■ **TEXT PROVIDED**

5.2 The Concept of ‘Mindful Change’

Our conceptualization of OM was developed against the background of the aforementioned in-depth case studies. A core result of these case studies is that OM can be established in organizations of different size, primary tasks, and sectors. However, situational contexts have to be considered. In the following paragraphs, I would like to sketch the concept of ‘mindful change’ which is based on the re-conceptualization of OM. This concept is comprised of a mindful infrastructure focusing on organizational change and six key principles that enable mindful organizing in respect to permanent change.

This infrastructure is based on organizational routines facilitating mindful change (Levinthal and Rerup 2006). Organizational routines denote “repetitive, recognizable patterns of interdependent actions, carried out by multiple actors” (Feldman and Pentland 2003, p. 95). Routines are often equaled with organizational inertia that may foster mindlessness (Langer 1989) by enhancing repetitive patterns of social action, thereby producing inertial blind spots that may induce unintended detrimental side-effects of organizational change. However, this is not the complete picture of organizational routines. They may foster OM by “setting expectations for what should occur” (Vogus and Sutcliffe 2012, p. 730). In this view, organizational routines can be utilized to detect the emergence of unanticipated problems and side-effects of permanent reorganization or unnoticed innovation potentials. If organizational routines embody or at least facilitate dialogue and mutual learning between intra-organizational actors across teams, units and hierarchical levels, OM can be promoted.

■ **DATASET EXTRACT**
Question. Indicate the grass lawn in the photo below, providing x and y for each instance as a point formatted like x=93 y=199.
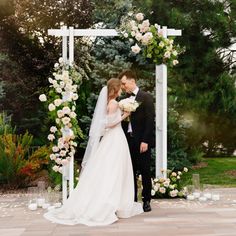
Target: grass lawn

■ **CHALLENGES**
(a) In the text on mindful change, what is the mindful infrastructure based on?
(b) Quote the passage on mindful change between "Our conceptualization of" and "to permanent change.", inclusive.

■ **EXPECTED OUTPUTS**
(a) It is based on organizational routines that facilitate mindful change.

(b)
Our conceptualization of OM was developed against the background of the aforementioned in-depth case studies. A core result of these case studies is that OM can be established in organizations of different size, primary tasks, and sectors. However, situational contexts have to be considered. In the following paragraphs, I would like to sketch the concept of ‘mindful change’ which is based on the re-conceptualization of OM. This concept is comprised of a mindful infrastructure focusing on organizational change and six key principles that enable mindful organizing in respect to permanent change.